**TEKSTFRAGMENT:**
· · · · ·

33 752 Wijziging van enkele belastingwetten en enige andere wetten (Belastingplan 2014)

Nr. 43 AMENDEMENT VAN HET LID SCHOUTEN

Ontvangen 13 november 2013

De ondergetekende stelt het volgende amendement voor:

I

In artikel XIV wordt onder de aanhef een onderdeel ingevoegd, luidende:

0A

In artikel 24, eerste lid, wordt het in de eerste rij, tweede kolom, en tweede rij, eerste kolom genoemde bedrag verlaagd met € 3.000.

0B

In artikel 24, eerste lid, wordt het in de eerste rij, tweede kolom, en tweede rij, eerste kolom genoemde bedrag verhoogd met € 3.000.

· · · · ·

(Records uit een verzameling)
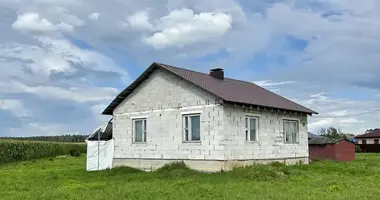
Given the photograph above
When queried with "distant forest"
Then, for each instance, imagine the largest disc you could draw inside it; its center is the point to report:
(58, 138)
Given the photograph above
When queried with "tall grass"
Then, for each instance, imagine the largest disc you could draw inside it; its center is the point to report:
(11, 150)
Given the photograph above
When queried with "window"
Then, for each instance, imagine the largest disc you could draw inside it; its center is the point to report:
(251, 125)
(139, 130)
(192, 127)
(291, 131)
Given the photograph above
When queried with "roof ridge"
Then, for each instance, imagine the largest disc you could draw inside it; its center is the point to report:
(262, 88)
(229, 89)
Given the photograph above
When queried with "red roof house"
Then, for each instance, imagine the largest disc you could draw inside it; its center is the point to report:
(369, 141)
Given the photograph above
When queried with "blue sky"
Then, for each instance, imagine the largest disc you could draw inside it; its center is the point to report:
(63, 61)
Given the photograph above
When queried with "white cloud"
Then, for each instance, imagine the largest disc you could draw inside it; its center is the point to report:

· · · · ·

**OPDRACHT:**
Kopieer alstublieft letterlijk het deel van het amendement van "De ondergetekende stelt" tot en met "verlaagd met € 3.000.". Ga bij het werk alleen uit van het amendement.

**UITWERKING:**
De ondergetekende stelt het volgende amendement voor:

I

In artikel XIV wordt onder de aanhef een onderdeel ingevoegd, luidende:

0A

In artikel 24, eerste lid, wordt het in de eerste rij, tweede kolom, en tweede rij, eerste kolom genoemde bedrag verlaagd met € 3.000.